#### EXERCISE OBJECTIVE
Can you extract every line of the items below that contains the word "plaid"?

Excerpts of location labeling data:
* Begin *
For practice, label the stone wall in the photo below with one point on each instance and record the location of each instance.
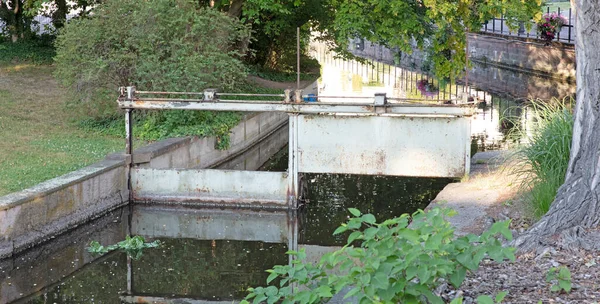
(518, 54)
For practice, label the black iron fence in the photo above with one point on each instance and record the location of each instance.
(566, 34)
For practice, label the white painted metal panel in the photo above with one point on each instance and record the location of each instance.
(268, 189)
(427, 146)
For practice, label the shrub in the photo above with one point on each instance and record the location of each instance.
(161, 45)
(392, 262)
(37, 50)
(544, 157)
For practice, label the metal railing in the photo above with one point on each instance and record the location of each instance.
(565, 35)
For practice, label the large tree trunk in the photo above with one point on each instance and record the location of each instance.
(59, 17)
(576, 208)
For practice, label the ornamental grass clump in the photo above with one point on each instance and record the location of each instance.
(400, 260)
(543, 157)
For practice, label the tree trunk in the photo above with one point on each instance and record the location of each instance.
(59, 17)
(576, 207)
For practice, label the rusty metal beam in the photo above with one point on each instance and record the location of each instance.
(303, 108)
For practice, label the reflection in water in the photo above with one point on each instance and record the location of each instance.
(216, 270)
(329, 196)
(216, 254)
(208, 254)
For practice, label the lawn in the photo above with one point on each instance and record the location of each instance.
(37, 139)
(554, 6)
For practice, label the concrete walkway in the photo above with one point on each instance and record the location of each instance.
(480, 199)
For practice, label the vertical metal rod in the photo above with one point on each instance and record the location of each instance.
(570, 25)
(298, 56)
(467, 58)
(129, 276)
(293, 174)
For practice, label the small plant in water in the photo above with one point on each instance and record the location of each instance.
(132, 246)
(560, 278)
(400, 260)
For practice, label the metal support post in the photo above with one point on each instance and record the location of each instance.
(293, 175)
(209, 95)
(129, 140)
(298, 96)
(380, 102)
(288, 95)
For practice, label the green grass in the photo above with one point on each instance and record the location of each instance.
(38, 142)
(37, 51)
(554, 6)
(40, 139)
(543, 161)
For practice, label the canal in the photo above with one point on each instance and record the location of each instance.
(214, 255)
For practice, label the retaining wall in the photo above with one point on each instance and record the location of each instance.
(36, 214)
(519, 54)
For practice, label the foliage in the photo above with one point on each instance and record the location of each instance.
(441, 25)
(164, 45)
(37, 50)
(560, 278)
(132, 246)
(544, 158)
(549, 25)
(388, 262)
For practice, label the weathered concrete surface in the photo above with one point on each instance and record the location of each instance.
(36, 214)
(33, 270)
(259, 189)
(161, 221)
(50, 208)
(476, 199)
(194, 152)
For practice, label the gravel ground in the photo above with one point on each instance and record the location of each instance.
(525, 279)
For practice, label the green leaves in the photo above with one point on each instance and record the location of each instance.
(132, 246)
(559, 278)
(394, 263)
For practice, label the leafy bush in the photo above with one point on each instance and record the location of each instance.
* End *
* Begin *
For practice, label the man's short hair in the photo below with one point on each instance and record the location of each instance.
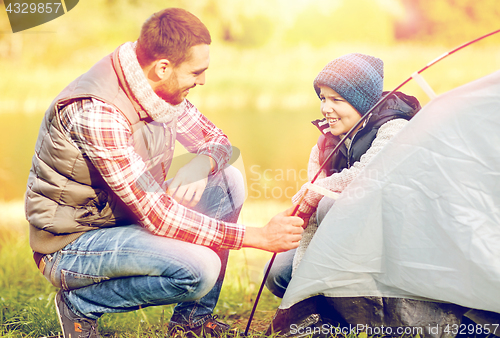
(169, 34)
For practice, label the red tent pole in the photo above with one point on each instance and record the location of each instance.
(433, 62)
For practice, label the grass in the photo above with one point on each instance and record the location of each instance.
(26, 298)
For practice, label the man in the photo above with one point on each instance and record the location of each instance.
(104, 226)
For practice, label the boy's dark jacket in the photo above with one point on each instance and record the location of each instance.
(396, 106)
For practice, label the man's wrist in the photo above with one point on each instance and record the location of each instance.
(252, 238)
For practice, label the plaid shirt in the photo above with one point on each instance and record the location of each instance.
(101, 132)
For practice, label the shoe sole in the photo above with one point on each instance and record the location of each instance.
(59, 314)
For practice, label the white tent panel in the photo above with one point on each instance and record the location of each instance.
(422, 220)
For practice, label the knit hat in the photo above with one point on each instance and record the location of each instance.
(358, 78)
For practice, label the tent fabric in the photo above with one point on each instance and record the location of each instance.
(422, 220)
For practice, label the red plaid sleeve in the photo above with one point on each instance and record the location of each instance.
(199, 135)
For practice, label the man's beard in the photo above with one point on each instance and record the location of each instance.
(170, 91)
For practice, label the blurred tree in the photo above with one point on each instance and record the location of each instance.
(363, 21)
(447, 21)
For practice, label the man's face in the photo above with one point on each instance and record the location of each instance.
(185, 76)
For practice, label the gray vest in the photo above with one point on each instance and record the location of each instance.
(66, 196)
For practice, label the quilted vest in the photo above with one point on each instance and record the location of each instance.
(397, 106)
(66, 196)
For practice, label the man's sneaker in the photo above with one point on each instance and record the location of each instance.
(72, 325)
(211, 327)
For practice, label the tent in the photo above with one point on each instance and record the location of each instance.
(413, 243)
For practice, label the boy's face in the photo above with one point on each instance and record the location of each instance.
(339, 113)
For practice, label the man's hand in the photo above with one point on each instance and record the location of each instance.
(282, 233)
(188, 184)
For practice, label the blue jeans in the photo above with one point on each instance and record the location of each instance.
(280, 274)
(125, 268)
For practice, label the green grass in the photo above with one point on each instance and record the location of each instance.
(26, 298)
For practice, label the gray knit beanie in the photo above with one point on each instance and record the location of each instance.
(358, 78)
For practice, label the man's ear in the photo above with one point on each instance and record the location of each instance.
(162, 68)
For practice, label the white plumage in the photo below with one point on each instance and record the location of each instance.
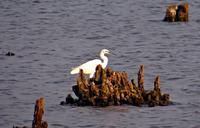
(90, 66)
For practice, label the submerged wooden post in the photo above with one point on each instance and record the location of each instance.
* End *
* Begin *
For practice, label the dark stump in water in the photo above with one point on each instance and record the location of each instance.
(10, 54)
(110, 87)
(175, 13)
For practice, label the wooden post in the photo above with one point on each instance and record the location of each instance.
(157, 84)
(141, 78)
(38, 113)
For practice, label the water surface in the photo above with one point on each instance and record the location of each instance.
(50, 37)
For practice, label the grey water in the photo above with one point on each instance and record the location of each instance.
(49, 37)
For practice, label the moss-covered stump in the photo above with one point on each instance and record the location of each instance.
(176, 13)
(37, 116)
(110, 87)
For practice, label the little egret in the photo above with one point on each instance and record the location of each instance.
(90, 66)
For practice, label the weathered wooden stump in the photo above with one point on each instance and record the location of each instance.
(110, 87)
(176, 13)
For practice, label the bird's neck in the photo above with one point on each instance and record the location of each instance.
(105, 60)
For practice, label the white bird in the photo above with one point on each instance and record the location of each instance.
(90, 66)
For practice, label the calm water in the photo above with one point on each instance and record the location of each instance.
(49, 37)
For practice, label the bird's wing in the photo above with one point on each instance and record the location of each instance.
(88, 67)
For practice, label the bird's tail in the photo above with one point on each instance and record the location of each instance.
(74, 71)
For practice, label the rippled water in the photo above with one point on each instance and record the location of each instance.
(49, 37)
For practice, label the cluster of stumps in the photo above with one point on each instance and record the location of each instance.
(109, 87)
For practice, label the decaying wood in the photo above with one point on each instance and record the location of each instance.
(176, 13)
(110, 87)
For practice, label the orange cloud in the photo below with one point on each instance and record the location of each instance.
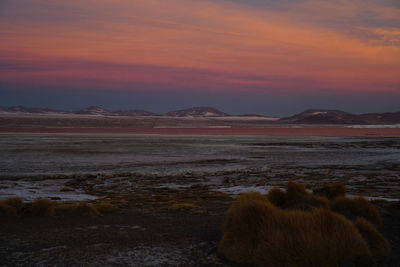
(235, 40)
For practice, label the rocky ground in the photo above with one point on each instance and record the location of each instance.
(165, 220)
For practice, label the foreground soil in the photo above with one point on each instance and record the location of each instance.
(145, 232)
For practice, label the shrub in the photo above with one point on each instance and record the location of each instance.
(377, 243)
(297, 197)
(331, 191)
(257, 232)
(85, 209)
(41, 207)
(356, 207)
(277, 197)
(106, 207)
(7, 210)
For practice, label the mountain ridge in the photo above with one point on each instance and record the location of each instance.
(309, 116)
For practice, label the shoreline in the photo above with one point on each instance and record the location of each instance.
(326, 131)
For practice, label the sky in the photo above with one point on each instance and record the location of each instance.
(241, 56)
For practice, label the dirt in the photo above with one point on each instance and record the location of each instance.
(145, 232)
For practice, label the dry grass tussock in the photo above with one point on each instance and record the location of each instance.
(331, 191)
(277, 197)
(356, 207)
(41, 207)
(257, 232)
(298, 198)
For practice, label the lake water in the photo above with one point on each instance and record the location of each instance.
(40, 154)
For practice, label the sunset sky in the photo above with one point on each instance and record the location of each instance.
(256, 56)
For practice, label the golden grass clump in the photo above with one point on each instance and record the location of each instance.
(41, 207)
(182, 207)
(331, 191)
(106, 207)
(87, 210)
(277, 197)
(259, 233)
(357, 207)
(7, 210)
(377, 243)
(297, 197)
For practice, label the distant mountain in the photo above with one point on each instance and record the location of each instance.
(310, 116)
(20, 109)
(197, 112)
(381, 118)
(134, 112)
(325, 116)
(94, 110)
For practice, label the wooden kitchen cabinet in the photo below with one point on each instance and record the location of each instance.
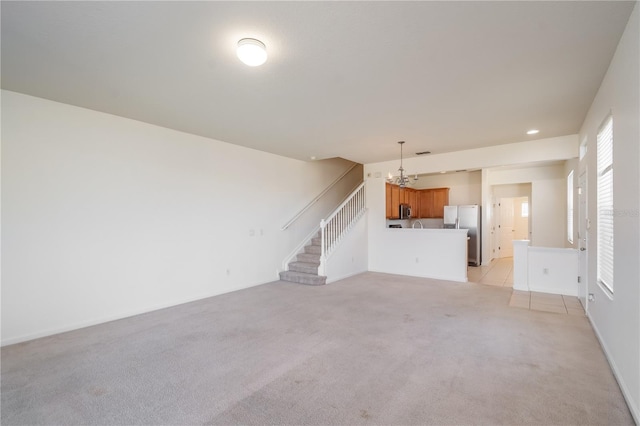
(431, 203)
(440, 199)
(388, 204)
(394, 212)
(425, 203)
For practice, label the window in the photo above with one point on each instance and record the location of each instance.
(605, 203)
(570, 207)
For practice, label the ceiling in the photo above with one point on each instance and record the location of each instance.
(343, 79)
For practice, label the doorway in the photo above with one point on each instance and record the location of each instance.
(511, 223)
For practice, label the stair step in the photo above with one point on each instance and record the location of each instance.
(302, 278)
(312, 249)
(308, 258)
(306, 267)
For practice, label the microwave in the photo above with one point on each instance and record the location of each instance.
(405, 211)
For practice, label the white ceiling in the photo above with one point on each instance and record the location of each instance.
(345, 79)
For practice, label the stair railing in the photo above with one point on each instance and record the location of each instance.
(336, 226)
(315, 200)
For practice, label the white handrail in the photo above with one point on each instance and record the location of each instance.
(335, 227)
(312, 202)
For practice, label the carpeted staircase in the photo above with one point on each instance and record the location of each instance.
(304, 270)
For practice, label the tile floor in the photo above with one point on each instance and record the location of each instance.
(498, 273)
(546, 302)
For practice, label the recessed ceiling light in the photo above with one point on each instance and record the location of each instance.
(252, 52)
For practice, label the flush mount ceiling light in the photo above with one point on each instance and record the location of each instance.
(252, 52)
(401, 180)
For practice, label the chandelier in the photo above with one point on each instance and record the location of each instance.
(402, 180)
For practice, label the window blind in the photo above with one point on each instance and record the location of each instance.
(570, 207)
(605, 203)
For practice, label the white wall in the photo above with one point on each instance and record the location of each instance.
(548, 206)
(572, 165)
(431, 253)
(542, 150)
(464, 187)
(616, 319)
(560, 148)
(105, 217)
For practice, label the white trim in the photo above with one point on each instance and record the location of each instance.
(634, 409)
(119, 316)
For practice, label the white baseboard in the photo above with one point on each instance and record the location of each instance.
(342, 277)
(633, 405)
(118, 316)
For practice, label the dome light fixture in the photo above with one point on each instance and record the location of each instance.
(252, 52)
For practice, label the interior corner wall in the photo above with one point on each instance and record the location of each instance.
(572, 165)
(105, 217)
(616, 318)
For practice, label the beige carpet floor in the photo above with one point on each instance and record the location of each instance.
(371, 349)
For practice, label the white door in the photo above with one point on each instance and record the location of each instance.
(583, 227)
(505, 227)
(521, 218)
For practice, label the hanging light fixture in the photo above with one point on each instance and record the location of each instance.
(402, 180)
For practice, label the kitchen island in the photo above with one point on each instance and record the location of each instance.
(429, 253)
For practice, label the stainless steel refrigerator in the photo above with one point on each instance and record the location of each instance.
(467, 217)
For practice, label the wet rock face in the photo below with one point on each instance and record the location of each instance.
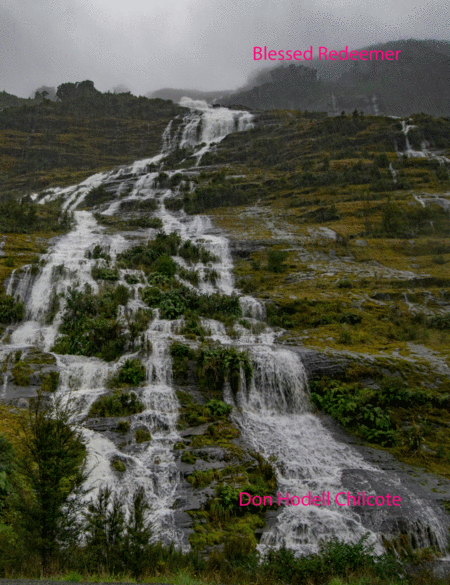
* End *
#### FULL ANSWER
For practice, label the plaid shirt in the photo above with one point on each instance and record the location of each instance.
For practice, label the red plaid sleeve in the photo above with one point on each instance and record the location of each instance.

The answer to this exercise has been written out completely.